### Extrait
┌──
15.10.2015, par Cécile Michel
Mis à jour le 05.04.2023

L’Épopée de Gilgamesh, l’un des textes les plus célèbres de la littérature mésopotamienne, est bien connue par les élèves de collège puisqu’elle est entrée au programme de français enseigné en classe de sixième, en 2008, parmi les textes fondateurs, au même titre que La Bible, l’Illiade et l’Odyssée. Une nouvelle tablette découverte en Irak permet de préciser l’un des épisodes de cette histoire.

L’Épopée de Gilgamesh, dont la version la plus complète provient de la bibliothèque d’Assourbanipal à Ninive (VIIe siècle av. J.-C.), raconte les aventures héroïques de Gilgamesh, roi d’Ourouk. Mi-homme mi-dieu, Gilgamesh règne en tyran. Pour venir en aide à la population d’Ourouk, les dieux créent Enkidou, un sauvage qui vit avec les animaux de la steppe et devient civilisé en rencontrant une courtisane. Il se rend à Ourouk, affronte Gilgamesh au cours d’un combat sans vainqueur. Les deux hommes devenus amis partent en voyage et se rendent à la forêt des Cèdres gardée par le géant Houmbaba. Ils le tuent et abattent les arbres. La déesse Ištar s’éprend du héros à son retour dans la ville où elle possède son temple, mais Gilgamesh repousse ses avances. Furieuse, la déesse envoie le taureau du ciel détruire Ourouk, mais les deux amis le tuent. Pour donner satisfaction à Ištar, les dieux condamnent Enkidou qui agonise sous les yeux de Gilgamesh. Gilgamesh se rend compte ainsi qu’il est mortel et cherche à échapper à son destin. Il se met en quête d’Outanapishtim et de son épouse, les seuls survivants du Déluge qui ont reçu la vie éternelle en cadeau des dieux. Ils offrent à Gilgamesh une plante de jeunesse, qu’un serpent lui vole alors qu’il rentre à Ourouk.
└──
### Données fournies
┌──
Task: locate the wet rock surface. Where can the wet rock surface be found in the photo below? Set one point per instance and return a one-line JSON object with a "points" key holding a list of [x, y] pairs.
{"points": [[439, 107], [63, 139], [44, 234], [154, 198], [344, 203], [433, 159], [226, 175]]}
└──
### Consigne
Recopiez le passage de l'extrait compris entre « L’Épopée de Gilgamesh, l’un » et « de cette histoire. », inclus, en substituant « cinquième » à « sixième ». La liste qui précède est un matériau distinct de l'extrait.

### Réponse
L’Épopée de Gilgamesh, l’un des textes les plus célèbres de la littérature mésopotamienne, est bien connue par les élèves de collège puisqu’elle est entrée au programme de français enseigné en classe de cinquième, en 2008, parmi les textes fondateurs, au même titre que La Bible, l’Illiade et l’Odyssée. Une nouvelle tablette découverte en Irak permet de préciser l’un des épisodes de cette histoire.